> Source document
*-*-*

SUPPORT AGREEMENT
Exhibit
10.1
Execution
Copy
This
AGREEMENT (this “Agreement”)
is made and entered into on the 30th day
of November, 2009 (the “Effective
Date”) by and between PMA Capital Corporation, a Pennsylvania corporation
with an address at 000 Xxxxxx Xxxxxxx, Xxxx Xxxx, Xxxxxxxxxxxx, 00000 (“Indemnitor”),
and PMA Capital Insurance Company, a Pennsylvania corporation with an address at
0000 Xxxxxx Xxxxxx, Xxxxx 0000, Xxxxxxxxxxxx, Xxxxxxxxxxxx, 00000 (“Indemnitee”). Each
of Indemnitor and Indemnitee may be referred to herein as a “party” and
collectively as the “parties”.
RECITALS
WHEREAS, pursuant to a certain
Amended and Restated Stock Purchase Agreement dated as of December 24, 2009 by
and between Indemnitor and Armour Reinsurance Group Limited, a Bermuda
corporation (“ARGL”),
Indemnitor has agreed, among other things, to sell to ARGL all of the issued and
outstanding capital stock of Indemnitee;
WHEREAS, Indemnitee is a party
to certain reinsurance agreements (“Reinsurance
Agreements”);
WHEREAS, certain of the
Reinsurance Agreements provide excess of loss reinsurance coverage with respect
to, among other things, certain workers’ compensation insurance policies (the
“WC
Policies”) (such Reinsurance Agreements, which exclude workers’
compensation losses arising from quota share or pro-rata reinsurance,
facultative reinsurance and finite reinsurance, solely as in effect on the
Effective Date and covering accident years 1985 through 2005, including, but not
limited to, the agreements set forth in Exhibit A, collectively, the “Specified
Reinsurance Agreements”);
WHEREAS, Indemnitor has agreed
to provide the support set forth herein to Indemnitee for certain payments in
respect of Specified Losses (as hereinafter defined) to the extent, and only to
the extent, that Specified Losses exceed $33,270,794 in the aggregate but
subject to the Maximum Indemnification Amount (as hereinafter defined);
and
NOW, THEREFORE, in
consideration of the foregoing premises, the mutual covenants and agreements
contained herein and other good and valuable consideration, the receipt and
sufficiency of which are hereby acknowledged, the parties hereto intending to be
bound hereby agree as follows:
1. Limited
Indemnification.

*-*-*

> Information supplied
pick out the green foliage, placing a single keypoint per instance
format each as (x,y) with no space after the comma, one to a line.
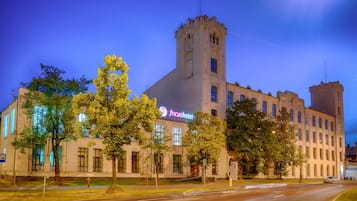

*-*-*

> To-do list
**a.** According to the support agreement, on what basis do the parties agree to its terms? Answer in one to three sentences.
**b.** Extend the support agreement between the two PMA Capital companies by writing the text that follows its final heading, "Limited Indemnification."

> Answers for the exercise
**a.** The parties agree in consideration of the foregoing premises, the mutual covenants and agreements in the agreement, and other good and valuable consideration. They acknowledge its receipt and sufficiency.

**b.**
(a) Subject
to the terms and conditions of this Agreement, Indemnitor agrees to indemnify
Indemnitee for Specified Losses (as hereinafter defined) to the extent, and only
to the extent, that Specified Losses exceed $33,270,794 in the aggregate, but
such indemnification shall be limited to a maximum aggregate indemnification
obligation of Indemnitor equal to $34,300,000 (the “Maximum
Indemnification Amount”).
(b) For the
purposes hereof, “Specified
Losses” shall mean (i) amounts that Indemnitee actually pays subsequent
to November 30, 2009 under the Specified Reinsurance Agreements in fulfillment
of Indemnitee’s excess of loss contractual obligations thereunder, with respect
to the WC Policies (which have been historically coded in the Indemnitee’s loss
system
as set
forth in Exhibit B), less (ii) the net amounts received or otherwise recovered
by Indemnitee or Indemnitee’s Affiliates as a result of any subrogation, credits
under side agreements or any other matters related to any payment made by
Indemnitee pursuant to Section 1(b)(i) after deduction of Indemnitee’s costs and
expenses incurred in obtaining such amounts (collectively, the “Recoverables”).
Notwithstanding anything herein to the contrary, “Recoverables” shall not
include amounts received or otherwise recovered under the Indemnitee’s outward
retrocessional contracts in effect on the date of this Agreement.
Notwithstanding anything herein to the contrary, “Specified
Losses” shall not include, and Indemnitor shall have no obligations with
respect to, (i) any amounts resulting, directly or indirectly or in whole or in
part from, Indemnitee’s or its Affiliates’ (A) bad faith, willful misconduct or
negligence occurring after the effective date of this Agreement, or (B) breach
of the terms and conditions of this Agreement, (ii) any consequential, indirect,
special, exemplary or punitive damages, (iii) any workers’ compensation losses
arising from quota share, pro-rata, facultative, or finite reinsurance
agreements or (iv) any claims or losses arising from the 2001 World Trade Center
catastrophe (including any claims and losses falling within the catastrophe
number 48).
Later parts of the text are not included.